**Instructions for the task**: Continue the recollection of Ash Wednesday at a Catholic school, picking up right after its final line.

**Excerpted text**:
-*-*-

Ash Wednesday, beginning of Lent for all Christians, beginning of sober times and reflection of all sins and misdeeds. End of holiday hilarity--even as such hilarious holidays as St. Valentine's Day and Presidents' Day fall right in that 40-day block. (They came later...who knew when the Church began?)
As a Catholic School child (8 years of unrelenting nuns and priests and aspiring saints), Ash Wednesday did NOT mean hang overs from Mardi Gras celebrations nor trading plastic beads and wanton stories of excess. Ash Wednesday meant either going with the Parental Units, before school, to Mass, at Church, and during the sacred celebration, walking up to the altar and getting a usually red-faced priest to stick his huge thumb in a plate of what looked like cold cigarette ashes (though the priest often smelled of cigar smoke, himself...) and then rubbed what was supposed to be a Sign of the Cross on one's forhead. By the time we got home, the "cross" had melted into a smudged thumb print.
If we waited for the school celebration, it meant walking a few blocks down Lincoln Street, to Sacred Heart Church,from Sacred Heart School. We filed, one by one, with nuns running in the gutters, all the way to the Church. There, inside, we confronted the same scene--big priests with bowls of cold ashes--ready to mark us as mortals destined for ruin--and possibly a Higher Plane--if we towed the line. (I had my doubts, even then. But by then, I'd learned to "go with the flow"--at least outwardly--if I could contain myself.)
Back at school, all the girls would compare whose ashes stayed on the longest--or were the darkest--signifying special status and obvious sanctity. (For the only time during the year, the girls with the oiliest forheads were deemed "lucky"...) Usually, my ashes flaked off by the time I hit the schoolyard. My straight-cut pixie "bangs" brushed them off, aided by my stocking cap and thick glasses. It was hopeless. Nobody ever saw how "holy" I truly was...or trying to be...even at these outwardly obvious moments.
For the boys, as with most things, life was more direct and easier. The priests lovingly squashed big thumbprints into little forheads, rubbing just a bit longer on those "bad boys" than was necessary. And inevitably, as soon as the boys got to the back of the Church, they swiped the ashes off with their fists, wiping all traces onto pants and snow jackets--or for some malcontents, on the woodwork.
Most boys ashes were already blowing in the wind by the time they hit the school macadam. Ah, the life of Catholic boys...I knew because two of them lived with me.

-*-*-

**Data section**:

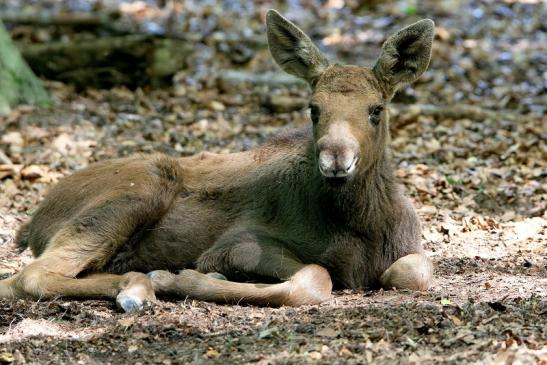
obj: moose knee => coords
[380,254,433,290]
[285,265,332,306]
[12,266,51,298]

-*-*-

**Exercise answer**:
As my questions and doubts and betrayals by the Church grew, and self-realization increased (and pursuit of True Godhead continued), there were fewer and fewer rites that I partook in. Ash Wednesday became code for "Spring is coming". Unlike childhood sacrifices of giving up chocolate or t.v. on Friday nights, a sense of wonder at the subtle turning of the seasons in the West, took over. The blossoming of the California poppies in the deserts--that riot of scarlet screaming up from the sand--became a different "holy celebration". Easter services at dawn, on the edge of the Pacific, or on a quiet mountain top far from the sleeping cities, became my new celebrations. Chanting and meditation and retreats filled with mindfulness and Eastern teachers replaced the smudged-thumbed Priests of my childhood. Easter was still about the Christ and the promised resurrection--I've never lost that lesson--but it was tied in with the rebirth of the physical planet in a much ignored way from my youth. I didn't need special clothes nor have to spend forty days without meat to deserve Easter. It was a promise freely given and the entire Earth could partake.
Today, my parents decided to wait for the noon Ash Wednesday services at Holy Rosary, instead of the nine a.m. services at Sacred Heart. Both Churches are still operating in town, and the Bishop is trying to convince them to consolidate into the Catholic Churches of Gardner--as they will attempt to do, next year, with both parish schools. Huge resistance from the historical enclaves exists--cultural as well as financial and demongraphic. The Bishop seems unconcerned, as long as his job is intact. The priests move blithely on, still big and smiling and saying the same words, more or less, they have always said: some folks deserve to serve God up close, and personal, and be paid for it--in status and life-time job security--like themselves. For the rest of us, well, we receive the ashes...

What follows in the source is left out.